Instructions -
a) In the excerpt from Contact!: A Book of Encounters below, where did the fishing woman's husband work?
b) Pick up the excerpt from Contact!: A Book of Encounters below and write on from its final sentence.

Document -

— begin —

Contact!: A Book of Encounters Page 4
That day’s sentry looked up at me as I left Wiesenthal’s office. He was a blond long-haired youth with a gun on his lap, lounging there on a bench with his feet upon a chair, chewing something; and as he insolently stared at me, and at the old gentleman saying goodbye to me at the door, I felt an uneasy frisson.
More organic patriots
Being myself a sort of self-adopted Swiss patriot, I made a pilgrimage once to the lakeside field of Rütli, which is the traditional birthplace of the Swiss nation. On the Sunday I walked down the track from the heights above, thousands of more organic patriots were making their way to or from the hallowed site, most of them evidently people from the mountain country around. I offered a cheerful good morning to everyone I met, and could not help admiring the utter lack of ingratiation, the courtesy tinged with decidedly suspended and unsmiling judgement, with which most of them responded. I was struck too by the proportion of twisted, stooped or withered old people among them–people of a kind that had almost vanished from the rest of western Europe. They were one generation removed from the goitre, that talismanic affliction of mountain peasantries, and the faces of those crooked ancients–hard hewn, bashed about, gaunt–seemed to speak of centuries of earthy hardship, isolation and suspicion. I could not help remembering, too, that in Switzerland the very last European witch was publicly burnt.
Fishing lady
On the edge of a swamp in Louisiana an old Negro woman in a floppy straw hat was fishing in the oozy water with a home-cut rod. She had already caught a few fish, and they were floundering in the shallows, tied up in a net. She told me she had been dropped there that morning from the train which passed nearby; her husband worked on the railroads, and in the evening, when the train came back again, it would slow down past the swamp and allow her to scramble aboard a freight car. She asked me to drive a little way down the road and fetch her some Coca-Cola. I bought her four bottles, and the last I saw of her she was standing on the boggy bank in her huge hat, with the rod in one hand and a bottle raised to her lips with the other, a portly statuesque figure against a gloomy background of cypress trees.

— end —

Given data -
— begin —

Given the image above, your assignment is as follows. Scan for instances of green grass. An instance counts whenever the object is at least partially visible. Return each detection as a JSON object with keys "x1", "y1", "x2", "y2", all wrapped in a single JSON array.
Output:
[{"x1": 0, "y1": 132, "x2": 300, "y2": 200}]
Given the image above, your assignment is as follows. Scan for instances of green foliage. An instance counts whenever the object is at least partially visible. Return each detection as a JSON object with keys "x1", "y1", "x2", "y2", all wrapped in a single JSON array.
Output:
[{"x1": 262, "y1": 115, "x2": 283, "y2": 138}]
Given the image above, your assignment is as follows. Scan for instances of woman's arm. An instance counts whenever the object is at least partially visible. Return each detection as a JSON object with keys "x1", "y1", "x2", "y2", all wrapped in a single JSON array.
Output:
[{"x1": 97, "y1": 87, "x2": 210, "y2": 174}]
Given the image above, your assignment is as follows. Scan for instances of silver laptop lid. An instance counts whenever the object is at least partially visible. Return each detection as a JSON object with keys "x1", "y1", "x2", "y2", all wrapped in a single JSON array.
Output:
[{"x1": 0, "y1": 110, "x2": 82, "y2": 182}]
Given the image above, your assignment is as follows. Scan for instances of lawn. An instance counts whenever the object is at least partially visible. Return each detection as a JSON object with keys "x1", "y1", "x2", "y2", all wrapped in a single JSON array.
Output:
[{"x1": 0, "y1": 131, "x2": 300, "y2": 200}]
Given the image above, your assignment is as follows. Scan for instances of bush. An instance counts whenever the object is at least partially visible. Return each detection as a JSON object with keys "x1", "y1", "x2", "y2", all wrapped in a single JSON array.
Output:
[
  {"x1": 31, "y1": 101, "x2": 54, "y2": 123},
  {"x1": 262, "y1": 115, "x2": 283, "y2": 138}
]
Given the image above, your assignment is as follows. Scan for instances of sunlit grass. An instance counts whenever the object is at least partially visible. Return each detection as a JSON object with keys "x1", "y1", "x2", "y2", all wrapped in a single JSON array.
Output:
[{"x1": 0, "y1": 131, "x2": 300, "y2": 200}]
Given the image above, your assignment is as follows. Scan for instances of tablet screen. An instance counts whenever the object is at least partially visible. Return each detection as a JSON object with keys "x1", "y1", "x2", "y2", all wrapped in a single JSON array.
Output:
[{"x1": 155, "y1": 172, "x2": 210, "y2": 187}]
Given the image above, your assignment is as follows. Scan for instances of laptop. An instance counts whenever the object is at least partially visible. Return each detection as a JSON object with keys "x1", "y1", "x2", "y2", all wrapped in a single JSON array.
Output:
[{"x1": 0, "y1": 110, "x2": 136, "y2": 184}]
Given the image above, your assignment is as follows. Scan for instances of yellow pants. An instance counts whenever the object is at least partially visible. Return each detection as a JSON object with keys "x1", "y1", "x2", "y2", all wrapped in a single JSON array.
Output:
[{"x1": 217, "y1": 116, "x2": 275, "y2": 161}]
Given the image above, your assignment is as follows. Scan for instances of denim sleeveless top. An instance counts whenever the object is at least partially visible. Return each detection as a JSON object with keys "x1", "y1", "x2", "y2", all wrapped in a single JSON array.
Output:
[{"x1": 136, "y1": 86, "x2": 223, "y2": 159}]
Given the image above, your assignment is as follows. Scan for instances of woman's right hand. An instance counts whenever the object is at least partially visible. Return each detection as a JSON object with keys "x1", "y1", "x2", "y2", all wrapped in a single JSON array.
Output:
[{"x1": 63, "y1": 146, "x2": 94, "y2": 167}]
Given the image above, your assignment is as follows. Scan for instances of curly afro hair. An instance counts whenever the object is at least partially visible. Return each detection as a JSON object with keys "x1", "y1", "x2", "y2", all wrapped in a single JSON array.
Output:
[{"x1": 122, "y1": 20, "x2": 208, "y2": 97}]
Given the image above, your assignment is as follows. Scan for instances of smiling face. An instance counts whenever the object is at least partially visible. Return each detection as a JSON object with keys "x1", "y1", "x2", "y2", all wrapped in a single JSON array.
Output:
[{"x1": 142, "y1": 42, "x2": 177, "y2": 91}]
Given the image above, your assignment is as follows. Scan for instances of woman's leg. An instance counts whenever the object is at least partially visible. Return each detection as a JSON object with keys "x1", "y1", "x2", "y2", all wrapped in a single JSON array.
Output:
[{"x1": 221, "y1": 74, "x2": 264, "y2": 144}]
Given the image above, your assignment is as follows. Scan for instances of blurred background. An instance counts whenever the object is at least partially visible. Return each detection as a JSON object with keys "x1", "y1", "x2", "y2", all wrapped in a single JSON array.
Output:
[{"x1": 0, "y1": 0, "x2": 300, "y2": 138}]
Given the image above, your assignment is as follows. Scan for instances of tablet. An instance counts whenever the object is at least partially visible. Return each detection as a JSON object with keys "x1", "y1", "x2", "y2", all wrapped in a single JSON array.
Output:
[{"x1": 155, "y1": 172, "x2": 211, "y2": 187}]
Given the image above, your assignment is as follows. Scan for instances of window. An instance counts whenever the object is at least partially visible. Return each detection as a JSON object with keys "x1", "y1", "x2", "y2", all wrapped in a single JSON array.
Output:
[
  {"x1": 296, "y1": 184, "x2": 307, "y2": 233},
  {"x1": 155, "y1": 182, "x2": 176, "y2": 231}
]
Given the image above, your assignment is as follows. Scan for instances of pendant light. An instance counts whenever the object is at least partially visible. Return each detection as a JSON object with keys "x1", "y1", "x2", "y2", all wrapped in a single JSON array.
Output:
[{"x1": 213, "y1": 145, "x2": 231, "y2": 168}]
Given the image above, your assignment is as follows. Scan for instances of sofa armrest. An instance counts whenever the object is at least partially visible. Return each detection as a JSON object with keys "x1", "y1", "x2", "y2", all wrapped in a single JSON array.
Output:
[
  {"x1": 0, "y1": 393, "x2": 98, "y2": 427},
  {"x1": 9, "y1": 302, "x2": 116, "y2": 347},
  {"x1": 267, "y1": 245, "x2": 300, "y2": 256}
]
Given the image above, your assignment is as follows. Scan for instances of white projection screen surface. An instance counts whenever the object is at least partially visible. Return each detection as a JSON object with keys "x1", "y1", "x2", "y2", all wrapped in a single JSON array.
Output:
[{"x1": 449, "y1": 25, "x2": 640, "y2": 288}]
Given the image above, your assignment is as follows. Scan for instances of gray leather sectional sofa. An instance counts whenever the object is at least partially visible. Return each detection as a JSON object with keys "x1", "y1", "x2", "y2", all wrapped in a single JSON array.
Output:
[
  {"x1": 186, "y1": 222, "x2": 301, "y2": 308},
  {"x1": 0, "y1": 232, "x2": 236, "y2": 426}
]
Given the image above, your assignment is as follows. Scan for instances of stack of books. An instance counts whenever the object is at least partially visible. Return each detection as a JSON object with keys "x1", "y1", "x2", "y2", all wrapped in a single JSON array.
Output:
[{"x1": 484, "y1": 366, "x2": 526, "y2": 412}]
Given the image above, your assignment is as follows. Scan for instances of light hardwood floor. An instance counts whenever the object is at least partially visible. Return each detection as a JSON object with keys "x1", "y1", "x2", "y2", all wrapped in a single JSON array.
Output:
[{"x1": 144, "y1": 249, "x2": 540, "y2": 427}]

— end —

Answers to each task -
a) On the railroads.

b)
Coffee time
I was once standing at the entrance to the celebrated whores’ alley of Hamburg, beneath the flickering neon sky of the Reeperbahn, when an unexpected figure passed through its portals, weaving a bustling, purposeful, businesslike way among the pallid lechers loitering inside. It was a waiter from a neighbouring cafe, nattily dressed in white and carrying a cup of coffee neatly on his polished tray, with two lumps of sugar hygienically wrapped. He made his way dexterously to one of the brothel windows and, peering into the gloom to pick his customer from the row of ghoul-like prostitutes inside–dim, apparently phosphorescent images of flesh, paint and pink nylon–he handed her the tray with a polite little bow and returned to the world outside.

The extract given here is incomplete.